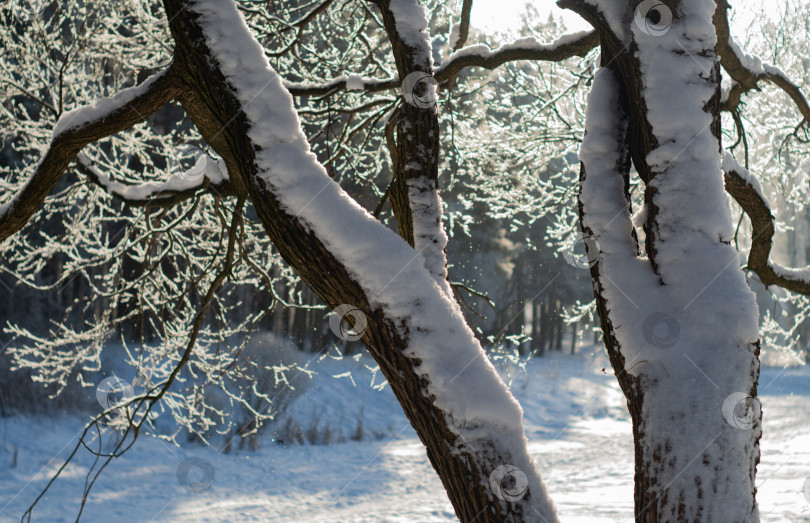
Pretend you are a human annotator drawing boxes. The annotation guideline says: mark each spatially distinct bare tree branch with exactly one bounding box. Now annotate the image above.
[452,0,474,52]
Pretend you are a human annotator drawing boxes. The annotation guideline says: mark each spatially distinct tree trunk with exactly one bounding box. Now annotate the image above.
[563,0,762,519]
[532,300,544,356]
[158,1,557,520]
[569,321,577,354]
[554,308,565,351]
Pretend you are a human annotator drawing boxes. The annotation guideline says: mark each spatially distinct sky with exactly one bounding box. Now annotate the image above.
[470,0,588,34]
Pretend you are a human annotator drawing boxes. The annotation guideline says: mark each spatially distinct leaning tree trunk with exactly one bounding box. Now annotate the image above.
[158,1,557,521]
[563,0,762,520]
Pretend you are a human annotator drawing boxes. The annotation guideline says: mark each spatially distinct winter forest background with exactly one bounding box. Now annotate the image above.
[0,0,809,521]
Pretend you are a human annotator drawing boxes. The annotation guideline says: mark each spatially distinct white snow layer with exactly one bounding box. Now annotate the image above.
[635,2,760,519]
[579,67,670,374]
[439,31,593,73]
[53,70,167,137]
[408,177,450,282]
[769,261,810,283]
[187,1,556,518]
[76,150,226,200]
[2,357,809,521]
[388,0,432,68]
[580,2,764,517]
[344,75,366,91]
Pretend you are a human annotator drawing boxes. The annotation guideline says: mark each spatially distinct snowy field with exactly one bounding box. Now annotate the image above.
[1,347,808,522]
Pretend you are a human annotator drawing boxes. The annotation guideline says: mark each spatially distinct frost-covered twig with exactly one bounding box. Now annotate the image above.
[0,68,183,244]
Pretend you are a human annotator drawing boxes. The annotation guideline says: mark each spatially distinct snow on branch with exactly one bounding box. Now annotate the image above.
[0,68,183,243]
[76,150,233,207]
[578,67,666,372]
[283,30,598,97]
[186,3,557,518]
[715,0,810,122]
[388,0,432,69]
[378,0,451,286]
[437,30,599,81]
[189,0,517,430]
[722,153,810,295]
[52,71,169,137]
[284,75,399,97]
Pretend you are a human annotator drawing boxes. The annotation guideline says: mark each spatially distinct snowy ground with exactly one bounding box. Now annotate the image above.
[1,347,808,522]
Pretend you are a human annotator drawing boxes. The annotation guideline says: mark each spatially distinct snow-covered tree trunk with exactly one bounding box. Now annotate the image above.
[377,0,450,282]
[165,3,556,520]
[566,0,762,520]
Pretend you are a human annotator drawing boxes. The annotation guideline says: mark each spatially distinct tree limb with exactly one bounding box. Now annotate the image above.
[452,0,474,52]
[0,67,185,244]
[437,30,599,82]
[723,156,810,295]
[284,30,599,97]
[714,0,810,123]
[75,152,237,207]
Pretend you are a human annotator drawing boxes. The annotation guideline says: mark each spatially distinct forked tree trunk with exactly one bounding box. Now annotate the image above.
[564,0,762,520]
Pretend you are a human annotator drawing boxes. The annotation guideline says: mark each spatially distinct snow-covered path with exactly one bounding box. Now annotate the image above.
[1,354,808,522]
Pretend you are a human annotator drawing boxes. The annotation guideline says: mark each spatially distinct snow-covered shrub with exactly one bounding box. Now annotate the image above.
[272,417,304,445]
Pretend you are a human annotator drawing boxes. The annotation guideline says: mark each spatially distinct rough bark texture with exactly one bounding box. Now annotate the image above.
[376,0,441,245]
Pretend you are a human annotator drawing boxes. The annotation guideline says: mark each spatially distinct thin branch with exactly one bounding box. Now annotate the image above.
[450,281,496,310]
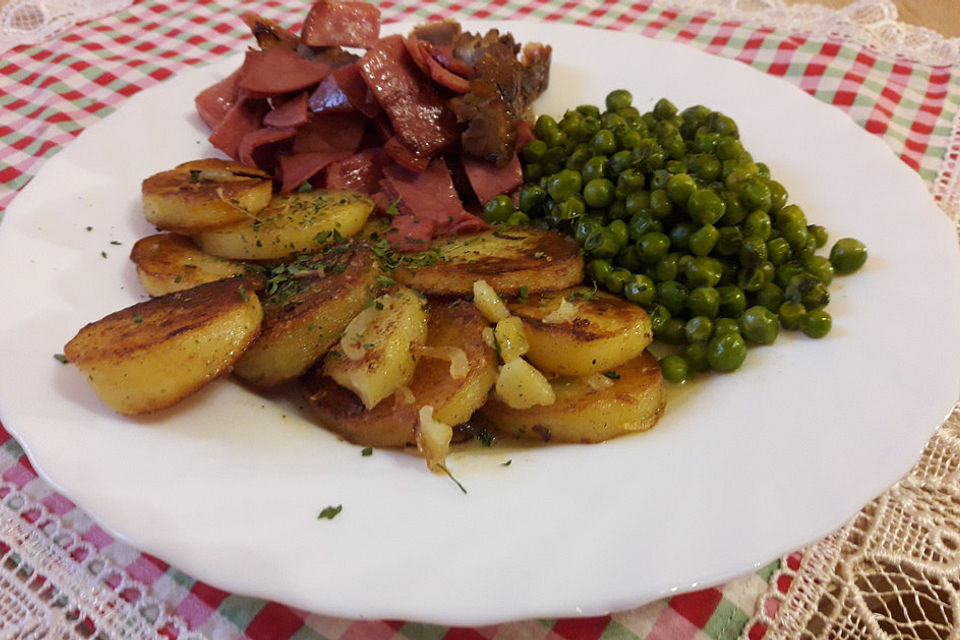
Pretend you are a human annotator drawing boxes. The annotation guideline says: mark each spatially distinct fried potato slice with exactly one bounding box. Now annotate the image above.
[477,350,665,443]
[391,227,584,296]
[130,233,260,296]
[192,190,374,260]
[322,285,428,410]
[506,286,653,376]
[141,158,272,233]
[63,277,263,415]
[303,301,498,448]
[232,243,381,387]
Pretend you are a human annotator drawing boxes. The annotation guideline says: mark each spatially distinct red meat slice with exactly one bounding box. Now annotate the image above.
[384,214,437,252]
[358,35,460,160]
[278,151,352,193]
[292,112,367,155]
[325,148,391,194]
[461,152,523,205]
[207,97,269,160]
[195,69,241,130]
[238,46,333,95]
[301,0,381,48]
[263,92,310,127]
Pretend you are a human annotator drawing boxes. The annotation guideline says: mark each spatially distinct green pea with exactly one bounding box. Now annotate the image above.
[583,178,616,208]
[584,228,622,259]
[716,137,745,161]
[707,333,747,372]
[719,190,747,225]
[781,221,810,252]
[648,304,671,334]
[518,184,547,213]
[668,221,698,252]
[636,232,671,264]
[666,173,697,206]
[625,189,651,217]
[685,341,711,372]
[740,305,779,345]
[547,169,582,202]
[506,211,530,226]
[714,317,740,335]
[775,262,806,288]
[808,224,829,248]
[688,224,719,257]
[738,235,768,268]
[587,258,613,284]
[615,244,643,272]
[653,97,678,120]
[717,285,747,317]
[685,256,723,287]
[655,252,682,281]
[573,216,602,244]
[608,150,634,175]
[590,129,618,155]
[687,286,720,318]
[624,274,657,305]
[803,255,834,285]
[767,180,788,212]
[534,114,558,139]
[766,237,791,266]
[686,154,721,182]
[657,280,689,315]
[737,266,765,292]
[649,169,671,191]
[648,189,673,218]
[581,156,608,183]
[565,146,592,171]
[830,238,868,274]
[739,180,772,212]
[687,188,726,226]
[784,273,830,310]
[800,309,832,338]
[482,194,515,223]
[659,355,690,383]
[616,169,646,196]
[685,316,714,343]
[657,318,686,344]
[774,204,807,229]
[743,210,772,240]
[755,282,784,312]
[628,212,661,240]
[778,301,806,330]
[541,146,568,174]
[576,104,601,119]
[521,139,548,163]
[604,267,633,295]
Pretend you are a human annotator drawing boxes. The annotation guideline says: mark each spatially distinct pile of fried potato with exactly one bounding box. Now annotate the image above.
[64,158,666,471]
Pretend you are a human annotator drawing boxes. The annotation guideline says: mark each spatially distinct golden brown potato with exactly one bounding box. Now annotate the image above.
[192,190,374,260]
[232,243,381,387]
[63,277,263,415]
[130,233,260,296]
[477,350,664,443]
[141,158,272,233]
[506,287,653,376]
[302,301,498,449]
[391,227,584,296]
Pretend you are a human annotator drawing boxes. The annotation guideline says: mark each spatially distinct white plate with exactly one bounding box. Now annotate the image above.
[1,20,959,626]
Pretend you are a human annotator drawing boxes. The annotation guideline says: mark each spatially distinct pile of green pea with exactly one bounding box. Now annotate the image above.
[481,89,868,383]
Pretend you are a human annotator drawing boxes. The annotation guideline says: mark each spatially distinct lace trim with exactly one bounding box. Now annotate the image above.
[665,0,960,66]
[0,482,202,640]
[744,403,960,640]
[0,0,134,54]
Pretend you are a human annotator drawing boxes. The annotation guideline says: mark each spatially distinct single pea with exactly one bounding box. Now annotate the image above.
[521,139,548,163]
[668,221,698,252]
[716,137,745,161]
[784,272,830,310]
[541,127,567,148]
[583,178,616,208]
[803,255,835,285]
[781,220,811,252]
[649,169,671,191]
[636,231,671,264]
[743,210,772,240]
[778,301,807,330]
[522,162,543,182]
[608,219,630,246]
[736,266,765,292]
[766,236,792,266]
[755,282,784,312]
[657,318,687,344]
[576,104,601,119]
[648,304,672,334]
[625,189,652,217]
[601,112,628,134]
[767,180,789,212]
[685,256,723,287]
[482,194,515,223]
[775,262,806,288]
[720,190,748,225]
[739,180,772,212]
[714,317,741,335]
[604,267,633,295]
[581,156,608,183]
[685,341,711,372]
[707,332,747,372]
[691,129,721,154]
[616,169,646,196]
[653,97,678,119]
[648,189,673,218]
[688,224,720,257]
[518,183,547,213]
[708,112,739,137]
[534,114,559,139]
[590,129,618,156]
[628,212,660,240]
[552,195,586,222]
[687,188,727,226]
[657,280,689,315]
[506,211,530,226]
[715,226,744,256]
[659,355,690,383]
[624,273,657,305]
[573,216,603,244]
[584,228,622,259]
[808,224,829,248]
[547,169,582,202]
[616,244,643,272]
[655,252,683,281]
[685,316,714,343]
[759,260,776,283]
[686,154,722,182]
[587,258,613,284]
[800,309,832,338]
[687,286,720,318]
[565,146,592,172]
[738,235,768,268]
[717,285,747,317]
[830,238,868,273]
[774,204,807,229]
[740,305,779,345]
[666,173,697,206]
[541,146,568,174]
[608,150,634,175]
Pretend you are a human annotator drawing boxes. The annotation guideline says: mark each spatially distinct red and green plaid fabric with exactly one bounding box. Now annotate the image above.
[1,1,957,638]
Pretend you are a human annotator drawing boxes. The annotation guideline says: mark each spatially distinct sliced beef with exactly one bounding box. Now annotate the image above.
[238,46,333,95]
[461,152,522,205]
[301,0,381,48]
[325,148,391,194]
[278,151,352,193]
[263,92,310,128]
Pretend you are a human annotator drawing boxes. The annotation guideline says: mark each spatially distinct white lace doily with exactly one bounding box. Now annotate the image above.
[0,0,133,54]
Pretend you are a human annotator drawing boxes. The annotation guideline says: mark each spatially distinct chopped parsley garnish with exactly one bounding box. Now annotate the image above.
[132,312,143,324]
[603,370,620,379]
[475,428,494,447]
[501,459,512,467]
[53,353,68,364]
[517,285,529,303]
[318,505,343,520]
[237,284,249,302]
[361,447,373,456]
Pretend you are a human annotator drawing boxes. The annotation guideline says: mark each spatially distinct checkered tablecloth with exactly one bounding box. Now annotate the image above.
[1,1,958,638]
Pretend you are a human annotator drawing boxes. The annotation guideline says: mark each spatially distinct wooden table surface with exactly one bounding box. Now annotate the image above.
[789,0,959,38]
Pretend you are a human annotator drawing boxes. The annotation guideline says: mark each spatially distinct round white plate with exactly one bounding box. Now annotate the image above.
[1,20,959,626]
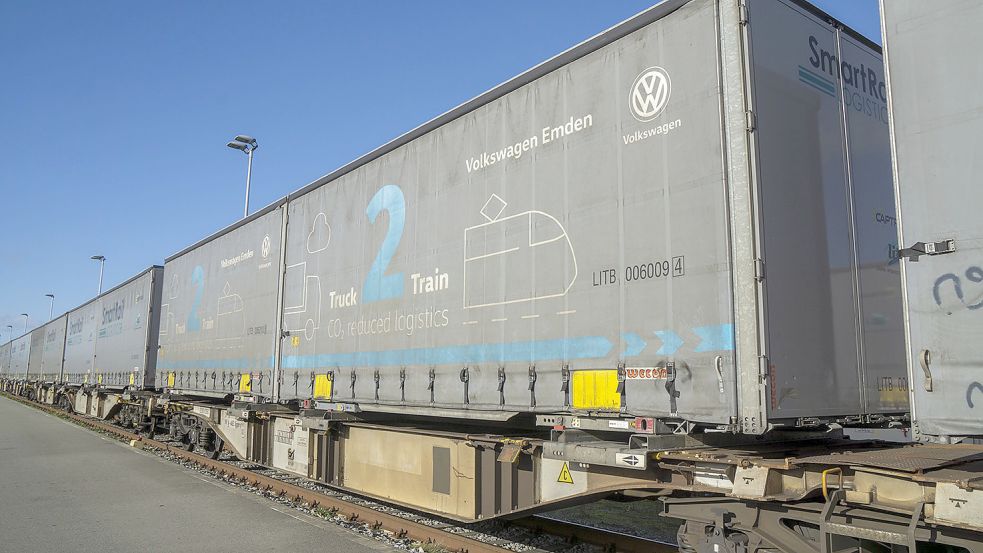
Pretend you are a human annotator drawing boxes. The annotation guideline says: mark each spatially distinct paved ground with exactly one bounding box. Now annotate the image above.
[0,396,394,553]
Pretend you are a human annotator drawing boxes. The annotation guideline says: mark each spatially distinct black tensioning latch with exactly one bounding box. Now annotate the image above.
[460,367,470,404]
[664,361,680,416]
[399,368,406,402]
[529,366,538,408]
[498,367,506,405]
[899,239,955,262]
[560,365,570,407]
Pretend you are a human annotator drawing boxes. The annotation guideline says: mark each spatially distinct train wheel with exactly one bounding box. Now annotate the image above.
[193,427,222,459]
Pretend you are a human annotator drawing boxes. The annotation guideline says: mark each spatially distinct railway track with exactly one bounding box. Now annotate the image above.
[1,392,676,553]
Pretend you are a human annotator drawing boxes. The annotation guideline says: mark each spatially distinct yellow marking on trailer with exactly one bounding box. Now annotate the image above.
[876,377,908,409]
[291,336,300,347]
[314,374,333,399]
[571,370,621,410]
[557,462,574,484]
[239,373,252,393]
[167,372,175,387]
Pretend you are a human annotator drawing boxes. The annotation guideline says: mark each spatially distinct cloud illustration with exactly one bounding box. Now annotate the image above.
[307,212,331,254]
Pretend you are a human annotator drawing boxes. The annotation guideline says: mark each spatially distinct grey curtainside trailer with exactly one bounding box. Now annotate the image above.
[159,0,904,434]
[0,342,9,376]
[272,0,905,435]
[156,203,286,396]
[63,299,98,384]
[27,328,44,382]
[8,333,31,382]
[882,0,983,443]
[23,316,68,383]
[61,266,164,389]
[37,315,68,384]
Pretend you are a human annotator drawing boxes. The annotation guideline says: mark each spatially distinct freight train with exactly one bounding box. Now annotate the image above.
[3,1,983,551]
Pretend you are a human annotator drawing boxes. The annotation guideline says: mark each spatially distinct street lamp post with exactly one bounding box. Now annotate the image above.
[91,255,106,294]
[226,135,258,219]
[45,294,55,321]
[20,313,28,333]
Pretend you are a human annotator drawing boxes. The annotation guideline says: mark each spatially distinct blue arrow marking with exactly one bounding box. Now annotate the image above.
[620,332,647,357]
[653,330,684,355]
[693,324,735,352]
[282,336,613,369]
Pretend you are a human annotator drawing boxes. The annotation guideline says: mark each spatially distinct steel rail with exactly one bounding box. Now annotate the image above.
[519,516,678,553]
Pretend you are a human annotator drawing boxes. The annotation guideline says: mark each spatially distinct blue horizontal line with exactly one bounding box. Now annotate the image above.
[798,70,835,93]
[799,75,836,97]
[797,65,836,89]
[282,336,613,369]
[797,68,836,97]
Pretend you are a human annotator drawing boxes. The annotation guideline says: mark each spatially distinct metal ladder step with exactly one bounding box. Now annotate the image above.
[822,522,908,546]
[819,489,924,553]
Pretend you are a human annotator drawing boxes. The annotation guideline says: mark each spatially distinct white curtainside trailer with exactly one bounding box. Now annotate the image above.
[881,0,983,444]
[61,266,164,390]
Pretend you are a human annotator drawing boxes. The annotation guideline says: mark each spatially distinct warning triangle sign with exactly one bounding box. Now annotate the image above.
[557,462,574,484]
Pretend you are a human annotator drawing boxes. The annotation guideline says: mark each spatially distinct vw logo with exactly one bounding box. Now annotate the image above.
[261,235,271,258]
[629,67,671,122]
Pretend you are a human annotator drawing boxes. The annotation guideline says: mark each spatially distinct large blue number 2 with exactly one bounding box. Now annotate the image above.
[363,185,405,302]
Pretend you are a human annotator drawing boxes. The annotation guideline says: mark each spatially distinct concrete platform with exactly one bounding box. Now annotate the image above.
[0,396,394,553]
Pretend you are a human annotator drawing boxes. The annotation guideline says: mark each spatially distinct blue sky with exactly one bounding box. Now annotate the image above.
[0,0,879,340]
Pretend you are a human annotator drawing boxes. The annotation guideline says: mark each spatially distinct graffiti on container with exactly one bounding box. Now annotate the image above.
[967,382,983,408]
[933,266,983,314]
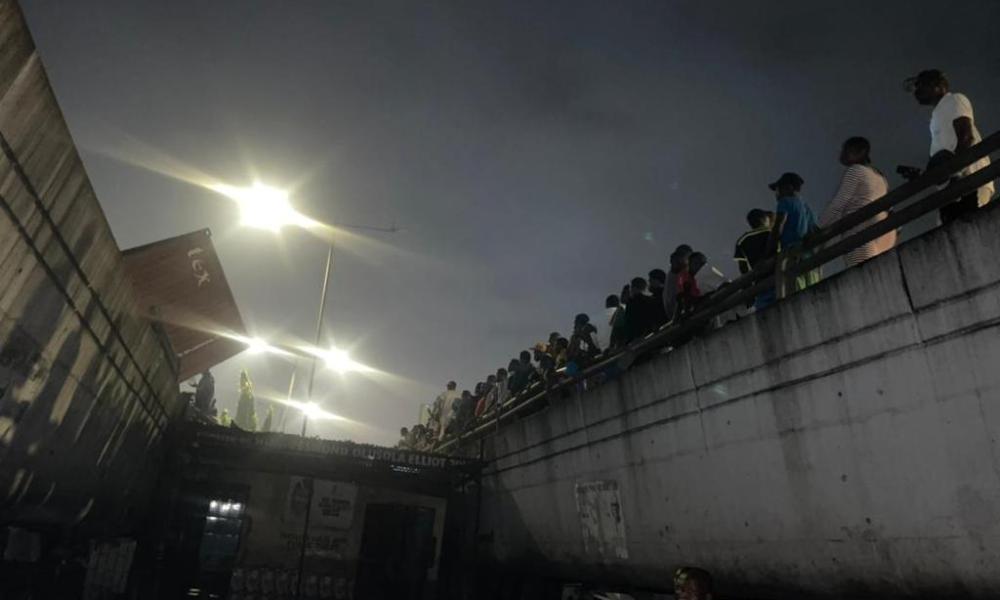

**Work instructions**: Excluding all pictures, print exactly and only the lines from the line with "spatially distinct concrete" through the end of the records above, both ends included.

**Written response**:
Pretend you are a human annotator drawing boxes. The annotation guideline says: mark each spatially distinct concrete platform with exactly one bounding box. Now annotate the image above.
[0,396,394,553]
Pretend you are a human annotator drawing boxes. The annotation guideline says: mark each spatially distinct blue sky with exactly one bounding box. Now annotate the image above.
[0,0,879,340]
Pretend you are a human annotator drawing boxes. The annotation guideline says: mark each spatially distinct graffiti on container with exactly one bounding box. Now annotate the image above.
[967,382,983,408]
[933,266,983,314]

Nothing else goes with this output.